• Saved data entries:
###

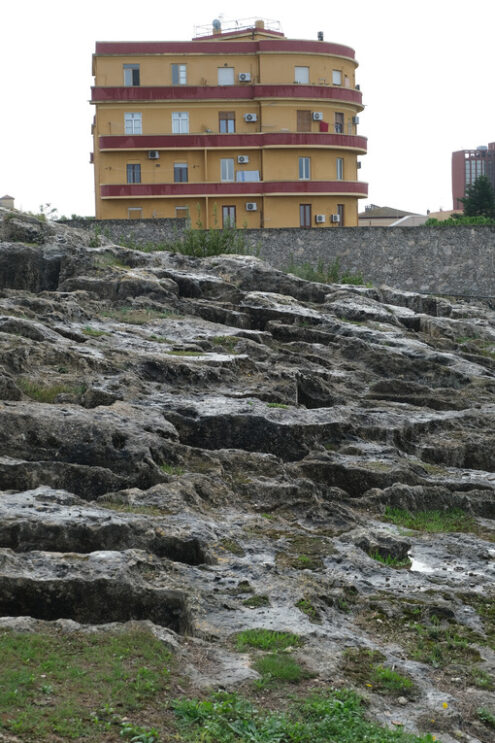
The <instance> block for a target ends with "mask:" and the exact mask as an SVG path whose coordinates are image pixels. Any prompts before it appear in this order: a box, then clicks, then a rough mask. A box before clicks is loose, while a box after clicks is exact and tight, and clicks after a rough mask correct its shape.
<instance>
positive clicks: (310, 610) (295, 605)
mask: <svg viewBox="0 0 495 743" xmlns="http://www.w3.org/2000/svg"><path fill="white" fill-rule="evenodd" d="M295 606H296V607H297V608H298V609H299V611H302V613H303V614H306V616H307V617H309V618H310V620H311V621H312V622H319V621H321V617H320V614H319V612H318V610H317V609H316V608H315V607H314V606H313V604H312V603H311V601H308V600H307V599H301V600H300V601H298V602H297V604H295Z"/></svg>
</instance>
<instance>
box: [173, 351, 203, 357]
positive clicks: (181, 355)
mask: <svg viewBox="0 0 495 743" xmlns="http://www.w3.org/2000/svg"><path fill="white" fill-rule="evenodd" d="M167 354H168V355H169V356H203V351H167Z"/></svg>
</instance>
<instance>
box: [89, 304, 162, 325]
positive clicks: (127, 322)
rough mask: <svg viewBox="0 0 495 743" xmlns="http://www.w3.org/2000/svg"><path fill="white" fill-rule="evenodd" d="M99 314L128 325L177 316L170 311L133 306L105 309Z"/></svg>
mask: <svg viewBox="0 0 495 743" xmlns="http://www.w3.org/2000/svg"><path fill="white" fill-rule="evenodd" d="M101 314H102V317H108V318H110V319H111V320H116V321H117V322H122V323H128V324H129V325H146V323H149V322H153V320H163V319H165V318H171V317H177V316H176V315H174V314H173V313H172V312H160V311H158V310H145V309H135V308H134V307H120V308H119V309H116V310H106V311H105V312H102V313H101Z"/></svg>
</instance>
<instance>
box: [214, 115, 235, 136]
mask: <svg viewBox="0 0 495 743" xmlns="http://www.w3.org/2000/svg"><path fill="white" fill-rule="evenodd" d="M218 131H219V132H220V134H232V133H233V132H235V111H219V112H218Z"/></svg>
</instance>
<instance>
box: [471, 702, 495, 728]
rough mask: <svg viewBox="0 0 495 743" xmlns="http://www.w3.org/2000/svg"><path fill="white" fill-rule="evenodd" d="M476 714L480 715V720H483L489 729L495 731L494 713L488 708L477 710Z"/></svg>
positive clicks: (477, 709) (476, 711) (494, 717)
mask: <svg viewBox="0 0 495 743" xmlns="http://www.w3.org/2000/svg"><path fill="white" fill-rule="evenodd" d="M476 714H477V715H478V719H479V720H481V722H483V723H484V724H485V725H486V726H487V727H488V728H492V730H495V715H494V714H493V712H490V710H489V709H486V707H480V708H479V709H477V710H476Z"/></svg>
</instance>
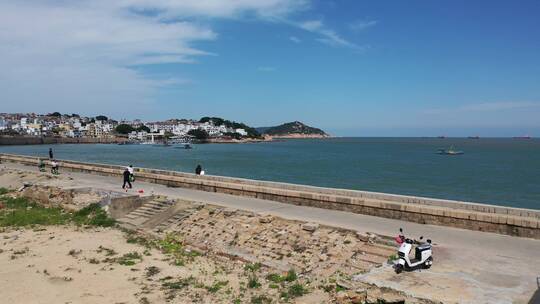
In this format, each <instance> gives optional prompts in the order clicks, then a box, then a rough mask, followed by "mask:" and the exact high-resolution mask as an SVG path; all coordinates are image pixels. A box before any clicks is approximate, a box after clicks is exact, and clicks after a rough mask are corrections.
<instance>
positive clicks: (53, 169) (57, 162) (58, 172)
mask: <svg viewBox="0 0 540 304" xmlns="http://www.w3.org/2000/svg"><path fill="white" fill-rule="evenodd" d="M51 173H52V174H54V175H58V174H59V173H60V172H59V171H58V162H56V160H54V159H53V160H52V161H51Z"/></svg>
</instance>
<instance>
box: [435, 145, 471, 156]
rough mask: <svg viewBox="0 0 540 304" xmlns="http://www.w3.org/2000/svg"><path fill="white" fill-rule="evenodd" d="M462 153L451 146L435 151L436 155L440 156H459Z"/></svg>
mask: <svg viewBox="0 0 540 304" xmlns="http://www.w3.org/2000/svg"><path fill="white" fill-rule="evenodd" d="M464 153H465V152H463V151H459V150H456V149H454V146H451V147H450V148H449V149H439V151H437V154H441V155H461V154H464Z"/></svg>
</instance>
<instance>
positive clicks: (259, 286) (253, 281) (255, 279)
mask: <svg viewBox="0 0 540 304" xmlns="http://www.w3.org/2000/svg"><path fill="white" fill-rule="evenodd" d="M248 287H249V288H259V287H261V283H259V280H258V279H257V277H256V276H250V277H249V279H248Z"/></svg>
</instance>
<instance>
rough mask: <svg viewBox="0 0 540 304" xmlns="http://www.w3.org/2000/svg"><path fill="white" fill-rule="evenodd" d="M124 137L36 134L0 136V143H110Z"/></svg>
mask: <svg viewBox="0 0 540 304" xmlns="http://www.w3.org/2000/svg"><path fill="white" fill-rule="evenodd" d="M126 140H127V139H125V138H117V137H114V138H108V137H107V138H93V137H80V138H70V137H37V136H0V146H1V145H50V144H111V143H119V142H124V141H126Z"/></svg>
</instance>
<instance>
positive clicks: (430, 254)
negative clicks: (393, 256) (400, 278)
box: [395, 228, 433, 273]
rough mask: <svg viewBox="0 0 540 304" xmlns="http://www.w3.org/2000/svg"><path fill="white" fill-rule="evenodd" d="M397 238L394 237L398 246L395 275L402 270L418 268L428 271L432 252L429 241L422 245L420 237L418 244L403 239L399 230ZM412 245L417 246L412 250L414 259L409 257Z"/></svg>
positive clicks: (430, 259) (432, 261) (402, 230)
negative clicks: (397, 256) (395, 274)
mask: <svg viewBox="0 0 540 304" xmlns="http://www.w3.org/2000/svg"><path fill="white" fill-rule="evenodd" d="M399 232H400V234H399V236H398V237H396V242H397V243H398V244H399V245H400V246H399V249H398V257H399V259H398V261H397V263H396V265H395V269H396V273H401V272H402V271H403V269H406V270H414V269H418V268H424V269H428V268H429V267H431V265H432V264H433V252H432V250H431V240H429V239H428V240H427V242H426V243H422V242H421V241H422V239H423V238H424V237H423V236H421V237H420V242H419V241H416V240H411V239H408V238H405V236H404V235H403V229H402V228H399ZM413 245H417V246H416V247H415V249H414V258H413V259H411V258H410V257H409V253H410V252H411V250H412V248H413V247H414V246H413Z"/></svg>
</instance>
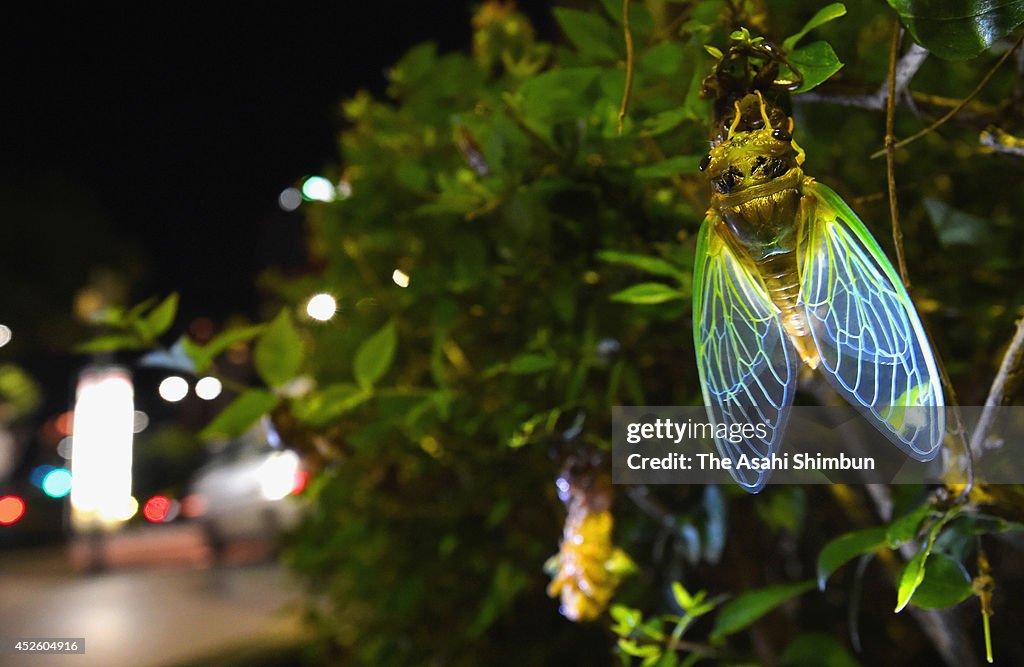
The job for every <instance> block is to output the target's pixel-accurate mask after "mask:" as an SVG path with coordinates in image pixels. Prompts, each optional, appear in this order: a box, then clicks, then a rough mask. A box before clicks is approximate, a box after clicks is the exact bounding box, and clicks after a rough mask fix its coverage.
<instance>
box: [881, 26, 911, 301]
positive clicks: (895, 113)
mask: <svg viewBox="0 0 1024 667" xmlns="http://www.w3.org/2000/svg"><path fill="white" fill-rule="evenodd" d="M900 35H901V28H900V25H899V20H898V19H895V18H894V19H893V38H892V44H891V45H890V47H889V96H888V97H887V98H886V175H887V177H888V179H889V216H890V218H892V223H893V244H894V245H895V246H896V263H897V264H898V265H899V277H900V280H902V281H903V287H905V288H906V291H907V292H909V291H910V275H909V273H908V272H907V269H906V257H905V256H904V254H903V230H902V227H900V225H899V211H898V210H897V205H896V136H895V133H894V131H893V127H894V125H895V122H896V55H897V54H898V53H899V42H900Z"/></svg>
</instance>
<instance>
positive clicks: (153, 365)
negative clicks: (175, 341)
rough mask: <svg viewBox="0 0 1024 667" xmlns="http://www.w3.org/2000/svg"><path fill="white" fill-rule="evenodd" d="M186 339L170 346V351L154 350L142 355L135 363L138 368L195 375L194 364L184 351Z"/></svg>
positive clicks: (186, 339)
mask: <svg viewBox="0 0 1024 667" xmlns="http://www.w3.org/2000/svg"><path fill="white" fill-rule="evenodd" d="M187 341H188V339H187V338H186V337H184V336H182V337H181V338H178V340H177V341H176V342H175V343H174V344H173V345H171V348H170V349H155V350H153V351H152V352H148V353H146V355H144V356H143V357H142V358H141V359H139V360H138V362H136V363H137V364H138V365H139V366H150V367H156V368H169V369H172V370H175V371H181V372H184V373H191V374H195V373H196V372H197V371H196V363H195V362H194V361H193V359H191V357H190V356H189V355H188V352H187V351H186V350H185V343H186V342H187Z"/></svg>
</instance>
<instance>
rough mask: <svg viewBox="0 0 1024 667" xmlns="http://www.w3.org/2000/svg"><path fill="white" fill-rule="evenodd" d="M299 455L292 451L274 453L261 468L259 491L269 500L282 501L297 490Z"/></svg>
mask: <svg viewBox="0 0 1024 667" xmlns="http://www.w3.org/2000/svg"><path fill="white" fill-rule="evenodd" d="M298 473H299V455H298V454H296V453H295V452H293V451H291V450H285V451H283V452H274V453H273V454H271V455H270V457H269V458H267V460H266V461H264V462H263V464H262V465H260V466H259V470H258V471H257V472H256V474H257V476H258V477H259V490H260V493H261V494H262V495H263V497H264V498H266V499H267V500H281V499H282V498H285V497H286V496H288V494H290V493H292V490H293V489H295V477H296V475H297V474H298Z"/></svg>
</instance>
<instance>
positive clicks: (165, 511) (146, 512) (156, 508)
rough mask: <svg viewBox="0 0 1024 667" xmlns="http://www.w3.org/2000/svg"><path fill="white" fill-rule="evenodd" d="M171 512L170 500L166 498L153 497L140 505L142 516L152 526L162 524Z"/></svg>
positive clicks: (145, 501) (165, 497)
mask: <svg viewBox="0 0 1024 667" xmlns="http://www.w3.org/2000/svg"><path fill="white" fill-rule="evenodd" d="M170 510H171V499H170V498H168V497H167V496H154V497H153V498H150V499H148V500H146V501H145V504H144V505H142V516H144V517H145V518H146V520H150V522H153V523H154V524H162V523H163V522H164V520H165V519H166V518H167V514H168V513H169V512H170Z"/></svg>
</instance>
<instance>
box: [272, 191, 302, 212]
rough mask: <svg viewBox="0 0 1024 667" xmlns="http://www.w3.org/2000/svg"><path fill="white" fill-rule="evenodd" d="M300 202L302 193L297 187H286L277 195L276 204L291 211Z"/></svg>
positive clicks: (301, 197)
mask: <svg viewBox="0 0 1024 667" xmlns="http://www.w3.org/2000/svg"><path fill="white" fill-rule="evenodd" d="M301 204H302V193H300V192H299V190H298V189H297V187H286V189H285V190H283V191H281V194H280V195H278V206H280V207H281V210H283V211H288V212H289V213H291V212H292V211H294V210H295V209H297V208H298V207H299V206H300V205H301Z"/></svg>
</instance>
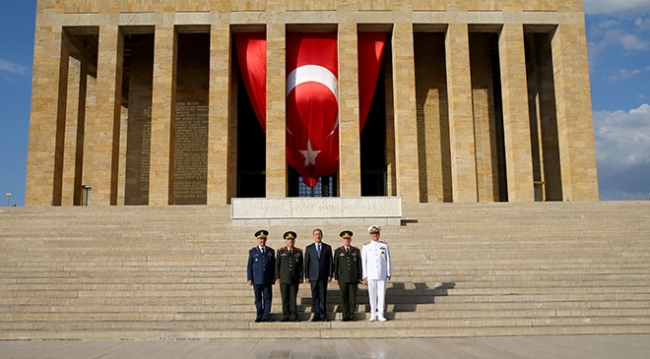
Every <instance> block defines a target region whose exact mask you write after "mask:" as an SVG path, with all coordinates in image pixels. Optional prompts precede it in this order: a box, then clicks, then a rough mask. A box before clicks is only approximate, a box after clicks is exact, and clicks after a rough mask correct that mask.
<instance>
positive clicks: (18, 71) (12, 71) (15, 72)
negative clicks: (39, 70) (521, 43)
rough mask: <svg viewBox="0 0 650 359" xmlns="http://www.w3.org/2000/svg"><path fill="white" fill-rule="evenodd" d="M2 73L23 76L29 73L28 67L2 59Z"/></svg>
mask: <svg viewBox="0 0 650 359" xmlns="http://www.w3.org/2000/svg"><path fill="white" fill-rule="evenodd" d="M0 71H2V72H9V73H12V74H19V75H23V74H25V73H27V67H25V66H22V65H18V64H14V63H13V62H9V61H6V60H3V59H0Z"/></svg>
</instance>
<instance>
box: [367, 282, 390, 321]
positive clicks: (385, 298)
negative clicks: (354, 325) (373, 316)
mask: <svg viewBox="0 0 650 359" xmlns="http://www.w3.org/2000/svg"><path fill="white" fill-rule="evenodd" d="M368 298H369V300H370V315H371V316H376V317H383V316H384V307H385V306H386V280H385V279H383V280H382V279H368Z"/></svg>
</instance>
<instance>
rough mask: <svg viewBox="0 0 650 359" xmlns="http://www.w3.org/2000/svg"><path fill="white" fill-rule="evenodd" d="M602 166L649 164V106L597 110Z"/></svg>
mask: <svg viewBox="0 0 650 359" xmlns="http://www.w3.org/2000/svg"><path fill="white" fill-rule="evenodd" d="M594 130H595V131H594V132H595V136H596V157H597V159H598V163H599V166H600V165H601V164H606V165H608V166H613V167H633V166H640V165H650V105H649V104H643V105H641V106H640V107H639V108H637V109H633V110H630V111H629V112H625V111H615V112H611V111H596V112H594Z"/></svg>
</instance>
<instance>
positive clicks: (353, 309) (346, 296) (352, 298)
mask: <svg viewBox="0 0 650 359" xmlns="http://www.w3.org/2000/svg"><path fill="white" fill-rule="evenodd" d="M358 285H359V283H357V282H339V289H340V290H341V299H342V301H343V308H342V310H341V312H343V319H347V320H354V313H355V312H356V309H357V308H356V307H357V287H358Z"/></svg>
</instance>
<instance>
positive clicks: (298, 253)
mask: <svg viewBox="0 0 650 359" xmlns="http://www.w3.org/2000/svg"><path fill="white" fill-rule="evenodd" d="M302 273H303V258H302V251H301V250H300V249H299V248H296V247H293V248H292V249H291V253H290V252H289V249H288V248H287V247H284V248H282V249H279V250H278V257H277V258H276V261H275V277H276V278H279V279H280V283H284V284H298V283H299V282H300V280H301V279H302Z"/></svg>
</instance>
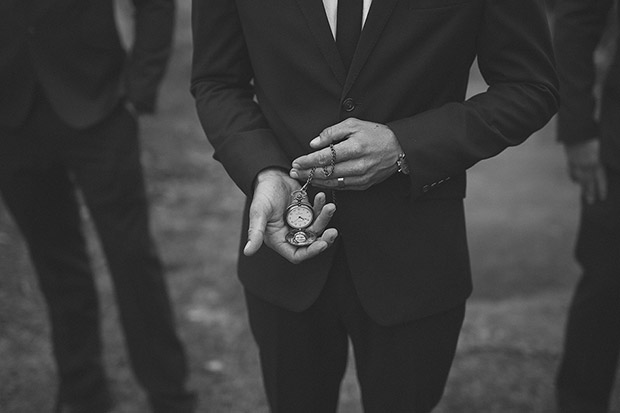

###

• YOUR TASK:
List every line in the records that contains the word "appear".

• THE COMPLETED TASK:
The <instance> block for a target ends with "mask:" and the exact mask as an SVG path whose coordinates are image pixels. Any prompts before it appear in this order: a box, then clicks, then a rough mask. A box before clicks is loose, while a box after clicks is exact and tight, and clicks after a rough mask correct its shape.
The job for every <instance> block is to output the target's pixel-accurate mask after "mask:" as an SVG path with coordinates in image pixels. Prompts, each optional, appear in this order: a box, then clicks, then a rough mask. A box before clicks is approximate, a box after clicks is the exact bounding box, and clicks after a rough mask fix its coverage.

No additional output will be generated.